• **What the exercise asks**
Two lines in the data below mark the range: the one with "positive clicks: (221, 336)" and the one with "box: [213, 317, 252, 339]". Return both, along with every line between them, exactly.

• **Input data**
┌──

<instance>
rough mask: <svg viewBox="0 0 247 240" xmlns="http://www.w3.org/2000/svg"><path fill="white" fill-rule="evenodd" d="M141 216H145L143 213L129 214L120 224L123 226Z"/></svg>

└──
┌──

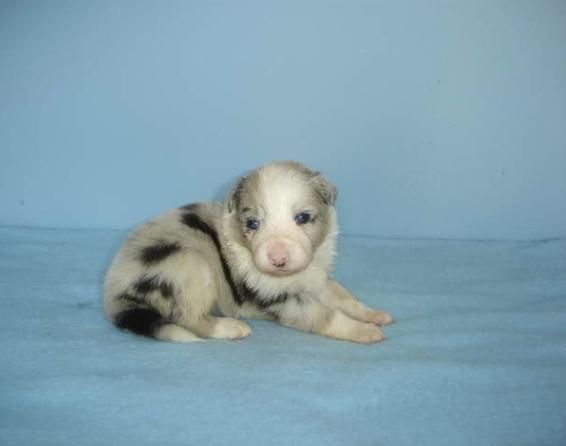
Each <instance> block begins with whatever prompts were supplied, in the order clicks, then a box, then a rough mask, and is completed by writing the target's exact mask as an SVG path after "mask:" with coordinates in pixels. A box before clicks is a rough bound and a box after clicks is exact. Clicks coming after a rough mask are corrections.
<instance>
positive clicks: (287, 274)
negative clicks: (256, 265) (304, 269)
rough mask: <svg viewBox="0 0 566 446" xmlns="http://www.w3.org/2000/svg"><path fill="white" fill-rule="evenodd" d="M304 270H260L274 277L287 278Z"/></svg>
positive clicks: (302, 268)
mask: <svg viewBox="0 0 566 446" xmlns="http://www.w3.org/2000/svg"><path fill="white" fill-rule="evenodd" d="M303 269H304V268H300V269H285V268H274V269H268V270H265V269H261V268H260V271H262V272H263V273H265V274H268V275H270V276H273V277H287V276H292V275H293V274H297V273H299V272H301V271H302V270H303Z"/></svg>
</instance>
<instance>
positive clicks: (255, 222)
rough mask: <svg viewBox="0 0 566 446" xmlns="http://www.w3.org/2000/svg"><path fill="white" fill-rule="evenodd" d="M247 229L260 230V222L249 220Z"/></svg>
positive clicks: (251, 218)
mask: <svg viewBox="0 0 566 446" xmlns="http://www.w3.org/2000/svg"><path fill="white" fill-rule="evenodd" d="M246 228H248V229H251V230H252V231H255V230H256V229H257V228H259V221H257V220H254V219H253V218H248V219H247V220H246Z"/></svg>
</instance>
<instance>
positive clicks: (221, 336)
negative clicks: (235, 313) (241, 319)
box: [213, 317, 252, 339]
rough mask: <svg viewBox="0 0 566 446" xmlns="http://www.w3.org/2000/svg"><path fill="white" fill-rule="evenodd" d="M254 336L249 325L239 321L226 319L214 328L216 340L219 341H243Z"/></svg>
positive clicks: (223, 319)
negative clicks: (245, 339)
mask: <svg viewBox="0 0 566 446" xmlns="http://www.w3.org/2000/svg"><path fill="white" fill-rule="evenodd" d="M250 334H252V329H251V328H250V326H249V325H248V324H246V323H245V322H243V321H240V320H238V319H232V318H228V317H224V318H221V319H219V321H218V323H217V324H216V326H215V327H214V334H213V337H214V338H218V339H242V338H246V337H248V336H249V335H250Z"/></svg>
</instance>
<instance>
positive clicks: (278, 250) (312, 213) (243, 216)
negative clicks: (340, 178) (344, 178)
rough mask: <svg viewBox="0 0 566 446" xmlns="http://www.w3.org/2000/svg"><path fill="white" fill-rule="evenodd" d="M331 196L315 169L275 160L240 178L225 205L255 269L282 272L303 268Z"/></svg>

└──

• **Exercise answer**
positive clicks: (221, 336)
negative clicks: (235, 313) (241, 319)
box: [213, 317, 252, 339]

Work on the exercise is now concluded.